ACTIVITY: From the material beneath, pull every line with the word "query".

INPUT:
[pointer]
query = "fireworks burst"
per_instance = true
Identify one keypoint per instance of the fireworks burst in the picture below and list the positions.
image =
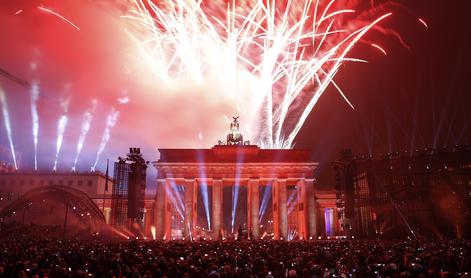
(46, 10)
(6, 121)
(289, 51)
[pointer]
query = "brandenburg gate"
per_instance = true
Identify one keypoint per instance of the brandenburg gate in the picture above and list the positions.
(235, 162)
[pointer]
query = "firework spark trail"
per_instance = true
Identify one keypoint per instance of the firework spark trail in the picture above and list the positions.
(35, 120)
(380, 49)
(61, 125)
(111, 121)
(6, 122)
(87, 120)
(293, 52)
(60, 137)
(59, 16)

EXPECTED ANSWER:
query = "fireworks burst"
query = "brandenburg gate"
query = "firework spark trail"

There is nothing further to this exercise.